[[ Text segment, beginning ]]

Saving lives is a sacred duty.
Dedicated Bay Area dietitian on the front line of pandemic prevention
Amy Chen 2020-07-05
Serving others makes her life more meaningful, and love makes her more radiant. Amy Chen cares for those around her with a kind heart.
Recent data show a surge in the number of confirmed coronavirus cases in the United States. The U.S. has reported more confirmed cases than any other nation. In response to the dire situation, public health officials are often adjusting recommended preventive guidelines as new research reveals more about the virus and its symptoms. It is difficult for Amy Chen, who works as a clinical dietitian at a San Francisco Bay Area hospital, to ignore the threat to her own well-being. She is also concerned about unwittingly spreading the virus to her loved ones waiting for her at home. With the professional training she received, Amy believes that saving lives is an important duty. She and other medical professionals are willing to take the risks and see it through this crisis to help those in need.
Prepare for the Worst and Give Your Best
The coronavirus outbreak ravaged the world. Watching the number of confirmed cases and deaths grow exponentially has taken a psychological toll on Amy as she and her colleagues work on the frontline of this pandemic. In a hospital, medical staff are more likely to be exposed to pathogens than others as there is no way to completely avoid coming in contact with patients. To reduce the risk of getting infected, the only thing Amy can do is boost her own immune system. For years, she has practiced qigong at the Tai Ji Men Qigong Academy. Persistent daily practice not only calms her mind, but also helps her mitigate environmental stressors. Dr. Hong Tao-Tze, Zhang-men-ren (head of the academy) once said, "Prepare for the worst, and be ready to give your best!" With this motto in mind, Amy is able to remain calm as she keeps up with the latest developments on the coronavirus. She follows standard preventive measures, such as frequent hand washing when entering and leaving the wards, wearing proper protective equipment, refraining from touching her face, and following social distancing guidelines.
Eat a Balanced Diet, Get Enough Sleep, and Stay Happy
During the pandemic, Amy Chen not only pays special attention to her own diet but also reminds her friends and relatives of the importance of a well-balanced diet in warding off diseases. She recommends the consumption of natural, unprocessed whole foods, and making sure there is sufficient protein, greens and fruits at every meal. In addition, she urges everyone to know the origins of their food when making purchases and to pay attention to food safety. During this critical time, avoiding raw food, drinking more water, getting regular sun exposure, maintaining good sleep habits and staying in a good mood are synergistic ways to boost your immunity.
"I stay at work for you. You stay at home for us."
"Caring for the people around me with a kind heart is what I learned in Tai Ji Men as part of my self-cultivation," said Amy Chen. "Serving others" makes her life more meaningful, and "love" makes her more radiant, especially during this testing time. At the hospital, her colleagues would offer each other words of encouragement and work closely as a team based on mutual understanding. She is grateful for the support from friends, family, and the general public. Pandemic prevention requires everyone to work in unity, just like the trending phrase on social media, "I stay at work for you. You stay at home for us." Only through cooperating with one another can pandemic prevention be effective and enduring.

[[ Text segment, end ]]
[[ Data supplied, beginning ]]

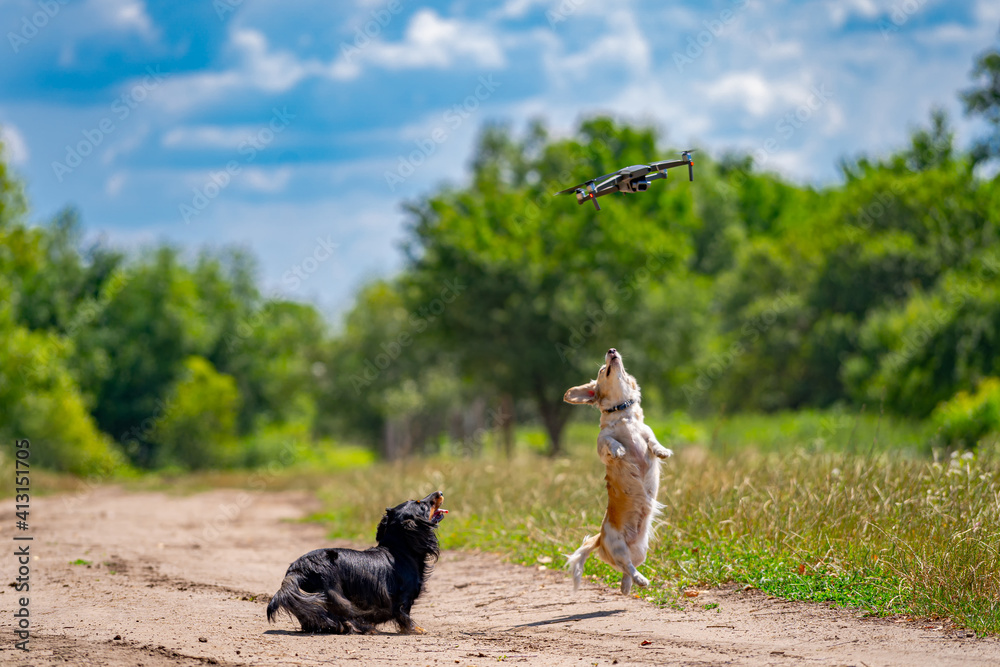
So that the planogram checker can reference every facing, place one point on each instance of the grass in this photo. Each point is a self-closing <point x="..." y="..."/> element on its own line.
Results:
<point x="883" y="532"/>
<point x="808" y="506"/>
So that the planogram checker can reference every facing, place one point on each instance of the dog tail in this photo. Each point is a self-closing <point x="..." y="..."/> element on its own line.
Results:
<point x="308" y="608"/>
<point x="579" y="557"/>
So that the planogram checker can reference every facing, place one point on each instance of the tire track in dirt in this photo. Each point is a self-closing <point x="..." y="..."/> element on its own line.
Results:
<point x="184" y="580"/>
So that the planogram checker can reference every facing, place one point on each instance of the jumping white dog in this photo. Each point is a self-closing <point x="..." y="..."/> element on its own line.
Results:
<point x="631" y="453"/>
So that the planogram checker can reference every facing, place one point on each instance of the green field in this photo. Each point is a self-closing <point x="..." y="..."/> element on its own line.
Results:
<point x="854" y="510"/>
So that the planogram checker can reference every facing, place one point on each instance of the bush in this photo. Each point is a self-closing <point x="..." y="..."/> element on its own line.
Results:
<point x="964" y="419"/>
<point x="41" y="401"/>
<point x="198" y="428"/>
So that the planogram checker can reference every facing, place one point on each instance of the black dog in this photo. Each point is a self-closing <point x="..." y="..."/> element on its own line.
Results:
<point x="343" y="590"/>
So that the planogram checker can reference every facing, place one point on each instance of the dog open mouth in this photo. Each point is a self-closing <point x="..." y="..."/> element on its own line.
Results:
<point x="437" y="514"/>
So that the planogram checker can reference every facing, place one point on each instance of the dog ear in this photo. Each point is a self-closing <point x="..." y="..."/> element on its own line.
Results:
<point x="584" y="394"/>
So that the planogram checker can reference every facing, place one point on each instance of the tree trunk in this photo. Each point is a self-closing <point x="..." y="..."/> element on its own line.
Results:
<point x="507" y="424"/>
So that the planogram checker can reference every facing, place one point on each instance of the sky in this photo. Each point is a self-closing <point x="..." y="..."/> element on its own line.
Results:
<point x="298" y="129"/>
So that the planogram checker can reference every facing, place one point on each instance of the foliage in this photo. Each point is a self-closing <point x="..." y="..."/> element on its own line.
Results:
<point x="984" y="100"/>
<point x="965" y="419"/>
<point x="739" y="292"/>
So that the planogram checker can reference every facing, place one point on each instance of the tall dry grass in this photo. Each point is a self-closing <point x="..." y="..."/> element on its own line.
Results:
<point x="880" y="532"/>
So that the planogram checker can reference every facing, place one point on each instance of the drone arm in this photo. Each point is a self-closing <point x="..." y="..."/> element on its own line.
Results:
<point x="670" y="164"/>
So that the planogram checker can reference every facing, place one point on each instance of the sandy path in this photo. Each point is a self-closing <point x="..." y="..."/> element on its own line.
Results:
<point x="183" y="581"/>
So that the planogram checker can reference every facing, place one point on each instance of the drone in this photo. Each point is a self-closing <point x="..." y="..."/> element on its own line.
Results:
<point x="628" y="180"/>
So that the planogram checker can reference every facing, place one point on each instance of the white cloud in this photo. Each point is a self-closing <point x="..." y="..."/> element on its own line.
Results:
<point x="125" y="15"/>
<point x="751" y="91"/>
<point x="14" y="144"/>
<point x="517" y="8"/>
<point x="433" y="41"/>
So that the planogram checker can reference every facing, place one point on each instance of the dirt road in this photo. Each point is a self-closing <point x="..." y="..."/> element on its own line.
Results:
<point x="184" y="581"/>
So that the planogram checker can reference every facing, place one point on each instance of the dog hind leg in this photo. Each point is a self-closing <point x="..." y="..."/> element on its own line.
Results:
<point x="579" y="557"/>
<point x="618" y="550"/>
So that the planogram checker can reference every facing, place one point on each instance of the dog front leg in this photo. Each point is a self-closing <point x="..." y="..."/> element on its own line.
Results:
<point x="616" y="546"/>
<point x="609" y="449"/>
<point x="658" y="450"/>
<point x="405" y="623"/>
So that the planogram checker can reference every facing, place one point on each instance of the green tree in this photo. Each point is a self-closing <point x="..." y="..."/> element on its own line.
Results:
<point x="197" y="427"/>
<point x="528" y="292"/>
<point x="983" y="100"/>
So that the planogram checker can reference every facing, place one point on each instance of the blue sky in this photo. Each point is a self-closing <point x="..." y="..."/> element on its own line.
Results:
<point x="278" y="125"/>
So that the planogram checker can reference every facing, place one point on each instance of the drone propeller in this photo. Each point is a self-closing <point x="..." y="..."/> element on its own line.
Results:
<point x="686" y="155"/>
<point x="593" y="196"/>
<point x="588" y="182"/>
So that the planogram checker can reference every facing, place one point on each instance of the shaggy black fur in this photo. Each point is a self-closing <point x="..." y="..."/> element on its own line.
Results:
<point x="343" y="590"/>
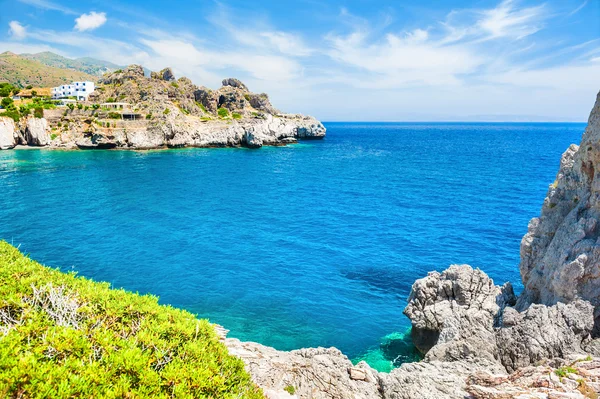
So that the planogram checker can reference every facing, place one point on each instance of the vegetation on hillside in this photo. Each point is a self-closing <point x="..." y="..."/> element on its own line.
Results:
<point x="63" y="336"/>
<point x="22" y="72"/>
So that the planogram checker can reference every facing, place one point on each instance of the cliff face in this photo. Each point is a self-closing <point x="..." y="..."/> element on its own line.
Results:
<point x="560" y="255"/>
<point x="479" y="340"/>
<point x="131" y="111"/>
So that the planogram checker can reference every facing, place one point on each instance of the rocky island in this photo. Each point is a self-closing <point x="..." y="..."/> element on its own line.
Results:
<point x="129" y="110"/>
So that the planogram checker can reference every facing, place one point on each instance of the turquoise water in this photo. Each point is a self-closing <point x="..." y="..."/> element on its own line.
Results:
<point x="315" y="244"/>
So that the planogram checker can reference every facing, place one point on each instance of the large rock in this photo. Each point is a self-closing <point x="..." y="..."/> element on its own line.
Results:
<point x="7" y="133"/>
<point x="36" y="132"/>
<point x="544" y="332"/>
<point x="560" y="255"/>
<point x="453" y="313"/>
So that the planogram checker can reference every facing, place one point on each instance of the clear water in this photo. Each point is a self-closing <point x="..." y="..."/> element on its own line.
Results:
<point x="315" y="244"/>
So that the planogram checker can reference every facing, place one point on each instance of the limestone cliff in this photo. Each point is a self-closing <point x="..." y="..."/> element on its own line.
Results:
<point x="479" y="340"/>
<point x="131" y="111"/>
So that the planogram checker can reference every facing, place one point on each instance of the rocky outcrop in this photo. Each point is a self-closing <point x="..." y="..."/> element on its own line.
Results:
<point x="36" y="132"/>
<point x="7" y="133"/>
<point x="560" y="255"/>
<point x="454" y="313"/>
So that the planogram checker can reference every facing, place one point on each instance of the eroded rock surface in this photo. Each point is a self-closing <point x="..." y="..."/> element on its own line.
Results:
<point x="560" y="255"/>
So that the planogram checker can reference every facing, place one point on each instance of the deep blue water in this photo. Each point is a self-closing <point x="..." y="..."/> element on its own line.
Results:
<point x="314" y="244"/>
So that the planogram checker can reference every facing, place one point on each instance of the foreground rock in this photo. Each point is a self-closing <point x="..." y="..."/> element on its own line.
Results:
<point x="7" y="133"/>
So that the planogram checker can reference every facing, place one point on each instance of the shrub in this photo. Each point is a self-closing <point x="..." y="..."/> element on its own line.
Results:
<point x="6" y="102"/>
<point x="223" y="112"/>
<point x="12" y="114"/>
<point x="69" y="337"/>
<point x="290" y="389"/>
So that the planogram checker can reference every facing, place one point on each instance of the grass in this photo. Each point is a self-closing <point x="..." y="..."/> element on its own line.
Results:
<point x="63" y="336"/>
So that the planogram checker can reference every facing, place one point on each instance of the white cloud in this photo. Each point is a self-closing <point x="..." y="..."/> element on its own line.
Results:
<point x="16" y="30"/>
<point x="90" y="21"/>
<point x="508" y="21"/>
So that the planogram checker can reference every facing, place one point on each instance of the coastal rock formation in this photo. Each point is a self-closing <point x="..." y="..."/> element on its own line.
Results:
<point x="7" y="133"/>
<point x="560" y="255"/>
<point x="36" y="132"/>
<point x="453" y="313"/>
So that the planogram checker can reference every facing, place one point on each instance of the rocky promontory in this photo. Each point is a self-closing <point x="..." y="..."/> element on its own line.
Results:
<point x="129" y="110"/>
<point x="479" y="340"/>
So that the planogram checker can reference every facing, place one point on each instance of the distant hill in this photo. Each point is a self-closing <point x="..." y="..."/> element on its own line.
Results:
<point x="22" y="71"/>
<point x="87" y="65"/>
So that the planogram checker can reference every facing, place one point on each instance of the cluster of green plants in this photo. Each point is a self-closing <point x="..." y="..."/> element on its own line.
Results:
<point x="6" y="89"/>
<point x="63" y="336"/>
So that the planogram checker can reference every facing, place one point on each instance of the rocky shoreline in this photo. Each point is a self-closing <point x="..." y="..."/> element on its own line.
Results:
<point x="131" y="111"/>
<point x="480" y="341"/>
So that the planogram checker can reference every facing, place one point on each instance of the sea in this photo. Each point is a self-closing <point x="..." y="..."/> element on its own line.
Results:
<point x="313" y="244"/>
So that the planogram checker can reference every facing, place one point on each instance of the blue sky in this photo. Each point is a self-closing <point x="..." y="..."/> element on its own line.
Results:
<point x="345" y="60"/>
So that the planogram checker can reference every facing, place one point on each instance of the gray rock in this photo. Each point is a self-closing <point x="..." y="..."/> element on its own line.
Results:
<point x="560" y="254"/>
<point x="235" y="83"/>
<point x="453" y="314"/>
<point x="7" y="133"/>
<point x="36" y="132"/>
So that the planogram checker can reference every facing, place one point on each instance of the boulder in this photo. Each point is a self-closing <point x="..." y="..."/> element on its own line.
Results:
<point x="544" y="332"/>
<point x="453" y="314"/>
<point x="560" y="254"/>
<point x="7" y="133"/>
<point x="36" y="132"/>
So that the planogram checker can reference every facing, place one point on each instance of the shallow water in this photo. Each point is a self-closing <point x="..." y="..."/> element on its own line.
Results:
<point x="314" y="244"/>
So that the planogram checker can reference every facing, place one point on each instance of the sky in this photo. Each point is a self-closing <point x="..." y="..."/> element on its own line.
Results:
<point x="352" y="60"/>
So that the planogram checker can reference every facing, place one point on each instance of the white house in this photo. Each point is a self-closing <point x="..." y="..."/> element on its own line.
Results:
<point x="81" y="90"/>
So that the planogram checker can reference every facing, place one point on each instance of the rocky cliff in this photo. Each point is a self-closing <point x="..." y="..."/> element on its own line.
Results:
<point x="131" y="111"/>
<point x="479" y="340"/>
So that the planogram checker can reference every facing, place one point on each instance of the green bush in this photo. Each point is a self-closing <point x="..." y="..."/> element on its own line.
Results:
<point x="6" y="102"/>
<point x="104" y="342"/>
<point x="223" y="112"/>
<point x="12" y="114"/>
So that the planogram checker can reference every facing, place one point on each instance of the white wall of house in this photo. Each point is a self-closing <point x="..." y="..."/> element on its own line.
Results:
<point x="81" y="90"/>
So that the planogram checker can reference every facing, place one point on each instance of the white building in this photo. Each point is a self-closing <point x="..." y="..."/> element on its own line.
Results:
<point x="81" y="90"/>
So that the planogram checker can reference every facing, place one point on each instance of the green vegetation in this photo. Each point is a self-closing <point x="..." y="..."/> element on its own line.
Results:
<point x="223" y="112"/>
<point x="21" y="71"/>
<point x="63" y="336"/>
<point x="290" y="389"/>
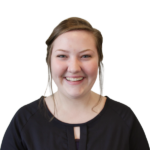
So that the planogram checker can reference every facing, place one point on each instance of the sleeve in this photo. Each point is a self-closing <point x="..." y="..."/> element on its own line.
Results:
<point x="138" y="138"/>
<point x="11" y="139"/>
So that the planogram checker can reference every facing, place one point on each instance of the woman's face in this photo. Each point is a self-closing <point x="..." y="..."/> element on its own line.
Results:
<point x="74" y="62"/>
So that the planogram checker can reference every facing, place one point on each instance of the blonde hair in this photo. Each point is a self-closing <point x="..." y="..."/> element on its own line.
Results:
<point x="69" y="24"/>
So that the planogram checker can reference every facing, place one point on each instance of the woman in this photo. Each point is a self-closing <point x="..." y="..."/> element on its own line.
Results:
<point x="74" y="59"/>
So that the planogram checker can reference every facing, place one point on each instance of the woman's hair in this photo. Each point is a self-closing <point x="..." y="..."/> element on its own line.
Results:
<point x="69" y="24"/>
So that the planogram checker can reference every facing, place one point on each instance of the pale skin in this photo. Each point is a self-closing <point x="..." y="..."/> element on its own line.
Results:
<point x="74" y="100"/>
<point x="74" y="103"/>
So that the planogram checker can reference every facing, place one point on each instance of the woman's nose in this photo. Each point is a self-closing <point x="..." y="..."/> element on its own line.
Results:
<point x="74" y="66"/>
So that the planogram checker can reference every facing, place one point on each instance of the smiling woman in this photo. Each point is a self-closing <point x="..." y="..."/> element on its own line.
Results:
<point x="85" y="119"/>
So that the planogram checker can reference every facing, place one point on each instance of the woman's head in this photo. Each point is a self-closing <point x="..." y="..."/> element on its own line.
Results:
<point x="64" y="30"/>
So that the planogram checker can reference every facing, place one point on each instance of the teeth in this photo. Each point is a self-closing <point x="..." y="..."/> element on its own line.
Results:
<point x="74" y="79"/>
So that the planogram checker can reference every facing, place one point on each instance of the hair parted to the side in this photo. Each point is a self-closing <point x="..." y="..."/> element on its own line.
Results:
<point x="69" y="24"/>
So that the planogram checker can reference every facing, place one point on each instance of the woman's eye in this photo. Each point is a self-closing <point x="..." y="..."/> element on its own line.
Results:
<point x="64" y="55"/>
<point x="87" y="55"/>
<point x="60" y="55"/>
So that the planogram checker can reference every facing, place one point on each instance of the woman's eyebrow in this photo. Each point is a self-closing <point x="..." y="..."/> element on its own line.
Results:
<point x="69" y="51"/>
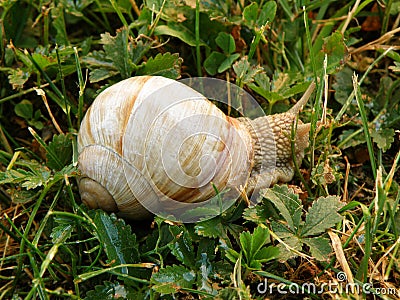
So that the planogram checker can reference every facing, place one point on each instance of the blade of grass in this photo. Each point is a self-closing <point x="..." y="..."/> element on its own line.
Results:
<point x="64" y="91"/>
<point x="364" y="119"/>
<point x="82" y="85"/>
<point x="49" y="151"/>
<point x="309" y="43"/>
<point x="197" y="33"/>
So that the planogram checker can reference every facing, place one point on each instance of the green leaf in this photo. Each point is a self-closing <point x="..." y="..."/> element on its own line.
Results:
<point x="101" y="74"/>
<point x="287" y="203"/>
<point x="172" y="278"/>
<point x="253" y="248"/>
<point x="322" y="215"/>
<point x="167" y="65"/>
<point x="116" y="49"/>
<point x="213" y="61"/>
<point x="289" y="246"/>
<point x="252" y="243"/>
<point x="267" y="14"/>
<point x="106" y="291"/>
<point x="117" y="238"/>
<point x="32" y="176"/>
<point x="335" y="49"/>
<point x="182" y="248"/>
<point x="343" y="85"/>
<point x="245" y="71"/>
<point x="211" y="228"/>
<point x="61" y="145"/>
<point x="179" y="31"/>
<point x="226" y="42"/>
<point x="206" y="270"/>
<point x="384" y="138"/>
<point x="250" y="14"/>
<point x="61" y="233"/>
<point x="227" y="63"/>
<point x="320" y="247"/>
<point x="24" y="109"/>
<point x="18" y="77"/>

[[ Data supplied, end ]]

Exercise instructions:
1) Answer these questions from the dietitian profile above:
(a) What is Amy Chen's job, and where does she work?
(b) At which academy has she practiced qigong for years?
(c) What does she recommend having in sufficient amounts at every meal?
2) Reproduce word for word the part of the dietitian profile that opens with the words containing "Eat a Balanced" and closes with "boost your immunity.".

Answers to this exercise:
1)
(a) She is a clinical dietitian at a San Francisco Bay Area hospital.
(b) The Tai Ji Men Qigong Academy.
(c) Protein, greens and fruits.

2)
Eat a Balanced Diet, Get Enough Sleep, and Stay Happy
During the pandemic, Amy Chen not only pays special attention to her own diet but also reminds her friends and relatives of the importance of a well-balanced diet in warding off diseases. She recommends the consumption of natural, unprocessed whole foods, and making sure there is sufficient protein, greens and fruits at every meal. In addition, she urges everyone to know the origins of their food when making purchases and to pay attention to food safety. During this critical time, avoiding raw food, drinking more water, getting regular sun exposure, maintaining good sleep habits and staying in a good mood are synergistic ways to boost your immunity.